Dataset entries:
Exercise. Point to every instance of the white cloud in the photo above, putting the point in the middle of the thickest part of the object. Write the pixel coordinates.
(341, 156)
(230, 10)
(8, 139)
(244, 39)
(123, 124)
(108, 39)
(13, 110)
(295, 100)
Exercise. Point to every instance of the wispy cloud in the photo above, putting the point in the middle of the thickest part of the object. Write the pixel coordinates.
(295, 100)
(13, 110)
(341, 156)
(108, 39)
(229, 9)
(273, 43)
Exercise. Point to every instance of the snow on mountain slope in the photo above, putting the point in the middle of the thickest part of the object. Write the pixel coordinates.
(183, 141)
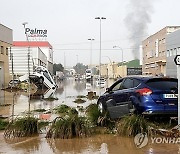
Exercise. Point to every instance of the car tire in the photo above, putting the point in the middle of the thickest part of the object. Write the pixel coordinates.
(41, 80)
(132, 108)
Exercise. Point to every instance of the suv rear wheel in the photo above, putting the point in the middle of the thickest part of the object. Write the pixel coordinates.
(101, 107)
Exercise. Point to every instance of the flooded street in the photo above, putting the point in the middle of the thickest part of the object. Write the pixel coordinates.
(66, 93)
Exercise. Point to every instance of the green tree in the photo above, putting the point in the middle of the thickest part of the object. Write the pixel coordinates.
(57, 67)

...

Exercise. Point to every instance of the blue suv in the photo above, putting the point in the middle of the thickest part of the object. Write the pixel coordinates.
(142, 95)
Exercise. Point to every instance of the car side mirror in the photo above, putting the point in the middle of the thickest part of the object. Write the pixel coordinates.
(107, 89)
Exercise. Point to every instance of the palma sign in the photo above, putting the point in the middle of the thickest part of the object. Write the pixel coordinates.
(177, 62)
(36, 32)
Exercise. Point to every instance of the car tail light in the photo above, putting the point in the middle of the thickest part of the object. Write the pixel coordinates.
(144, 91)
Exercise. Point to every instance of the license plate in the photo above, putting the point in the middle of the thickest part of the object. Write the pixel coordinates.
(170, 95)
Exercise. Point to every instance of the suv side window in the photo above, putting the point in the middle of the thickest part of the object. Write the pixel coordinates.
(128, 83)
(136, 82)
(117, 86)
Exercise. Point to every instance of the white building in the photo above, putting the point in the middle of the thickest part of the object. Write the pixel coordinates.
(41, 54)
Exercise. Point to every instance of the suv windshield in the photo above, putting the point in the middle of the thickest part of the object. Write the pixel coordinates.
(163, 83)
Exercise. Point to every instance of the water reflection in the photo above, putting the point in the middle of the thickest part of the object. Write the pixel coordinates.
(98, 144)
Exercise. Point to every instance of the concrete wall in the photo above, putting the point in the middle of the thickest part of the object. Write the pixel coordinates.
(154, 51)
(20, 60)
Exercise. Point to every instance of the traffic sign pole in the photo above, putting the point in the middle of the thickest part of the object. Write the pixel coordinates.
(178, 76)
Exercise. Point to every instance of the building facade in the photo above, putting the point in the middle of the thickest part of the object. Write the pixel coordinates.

• _TASK TO CARRY OUT_
List every line in the records that contains the word "side". Count only matches with the same letter case.

• _REPLY TO THE TASK_
Exercise. Point to every instance of the car side mirror in the photo above, putting the point in the middle of the thickest part of the object. Write the pixel coordinates.
Exercise. Point to every instance of the suv side window in the photo above, putting the point in the middle of the thickest part of the object. Write the pixel coordinates.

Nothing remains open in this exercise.